Task description:
Establish how many lines in the records below include the word "cloud"; respond with that number only.

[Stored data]
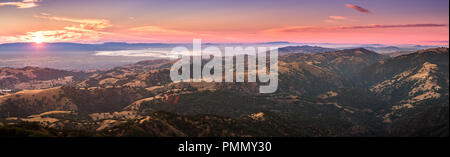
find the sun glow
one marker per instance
(38, 38)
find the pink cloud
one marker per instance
(22, 5)
(292, 29)
(357, 8)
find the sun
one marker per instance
(38, 38)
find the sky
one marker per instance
(393, 22)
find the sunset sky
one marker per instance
(305, 21)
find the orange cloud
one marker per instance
(23, 4)
(85, 30)
(157, 29)
(357, 8)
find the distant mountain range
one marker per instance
(322, 92)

Finished exercise:
2